■ **INSTRUCTIONS TO FOLLOW**
Revise the Any Day Now text from "The show's title" to "show's theme song.", putting "title song" wherever "theme song" appears.

■ **SELECTION**
Any Day Now is an American drama series that aired on the Lifetime network from 1998 to 2002. Set in Birmingham, Alabama, Any Day Now explored issues around race and friendship and how they affect the lives of two devoted lifelong friends over the years—from the 1960s to the current day. The show stars Annie Potts and Lorraine Toussaint, portraying best friends since childhood, as they openly and honestly address events in their interracial community.

The show's title is taken from the 1962 song "Any Day Now", written by Burt Bacharach and Bob Hilliard. A version performed by Lori Perry served as the show's theme song.

Setting
Any Day Now focuses on the lives and interactions of two female protagonists: Mary Elizabeth "M.E." O'Brien Sims (Potts) and Rene Jackson (Toussaint). The two had grown up as close friends in Birmingham, Alabama, in the 1960s during the peak of the Civil Rights Movement.  However, their friendship ended when M.E. became pregnant and chose, despite Rene's disapproval, to keep the child, drop out of college, and marry her boyfriend, Colliar Sims.

More than twenty years later, M.E. and her husband still live in Birmingham, where they struggle to make ends meet. Their oldest son, Bobby, died as a child; but they have two more children, daughter Kelly and son Davis. Rene moved to Washington, D.C., where she was a successful attorney for many years; but, after the death of her father, Rene decides to move back to Birmingham and establish a law practice there. She reunites with M.E., and the two quickly resume their close friendship.  In every episode, contemporary storylines are interwoven with a storyline from their shared past.

Format
Each hour-long episode explores a theme contained alternating scenes from two different timelines. The 1960s timeline followed the young version of the girls, who were best friends in Birmingham in the 1960s. Their friendship provides an inside look at the civil rights movement as it affects the residents of Birmingham. Their friendship blossoms despite the discomfort of M.E.'s naively bigoted parents and her openly racist Uncle Jimmy, an avowed member of the Ku Klux Klan.  M.E. and Rene's friendship was fostered by Renee's Civil rights activists parents along with M.E.'s loving grandmother and her older brother, Johnny, who was sent to Vietnam, while M.E.'s older sister, Teresa, often threatened to tell their parents that M.E.'s "little colored friend" had been in their house. Colliar Sims (Chris Mulkey), M.E.'s childhood sweetheart and eventual husband, played a large role in this timeline as well.  Rene's family included her father, James (John Lafayette), who was a lawyer and an active member of the Civil Rights Movement; her mother, Sarah, also active in the movement; and her older brother Elston, who was the same age as M.E.'s brother Johnny but dodged the draft by fleeing to Canada.

■ **DATA SHOWN**
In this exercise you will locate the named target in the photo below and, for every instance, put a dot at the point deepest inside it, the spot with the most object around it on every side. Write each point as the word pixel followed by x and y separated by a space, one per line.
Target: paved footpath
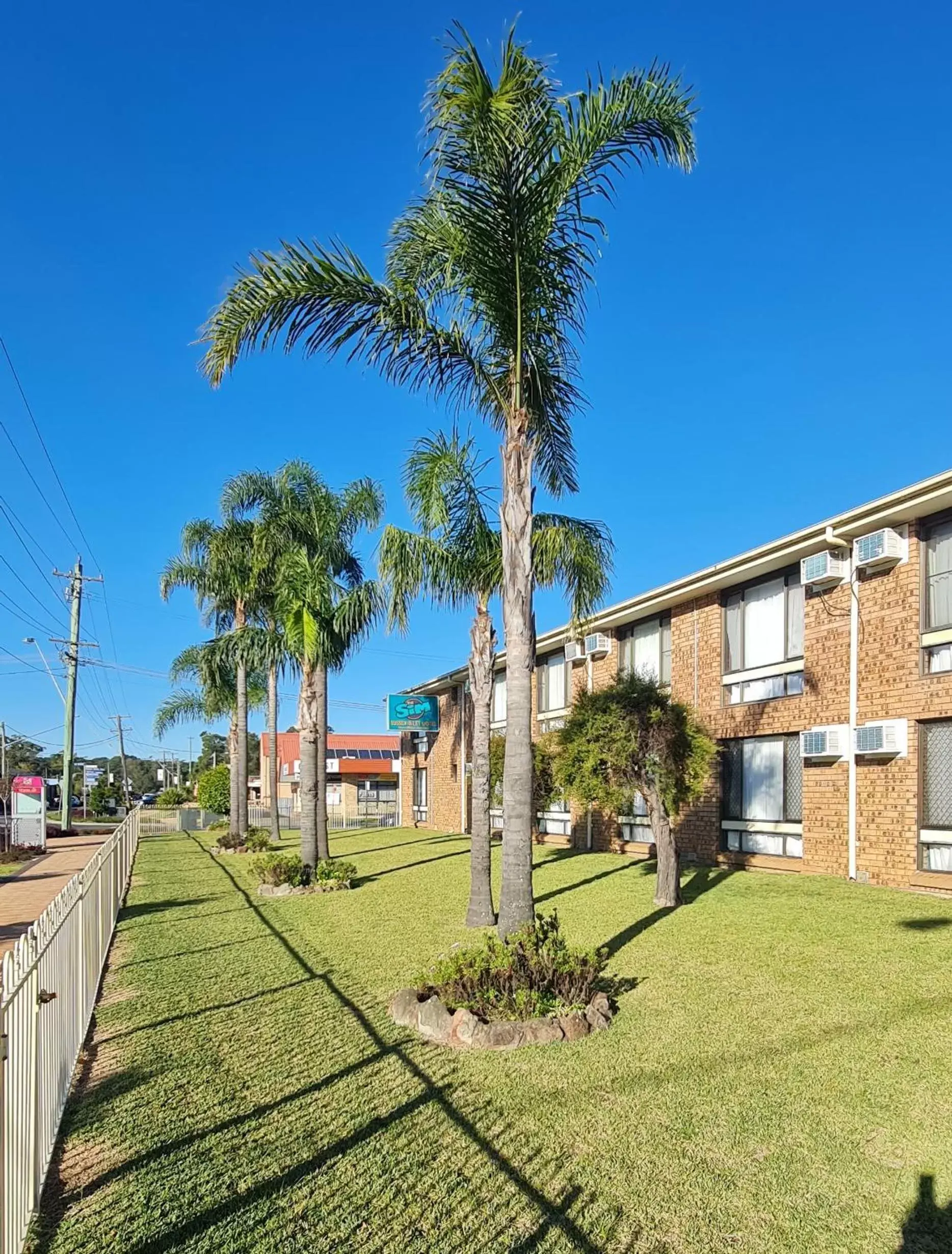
pixel 25 896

■ **EXERCISE SOLUTION**
The show's title is taken from the 1962 song "Any Day Now", written by Burt Bacharach and Bob Hilliard. A version performed by Lori Perry served as the show's title song.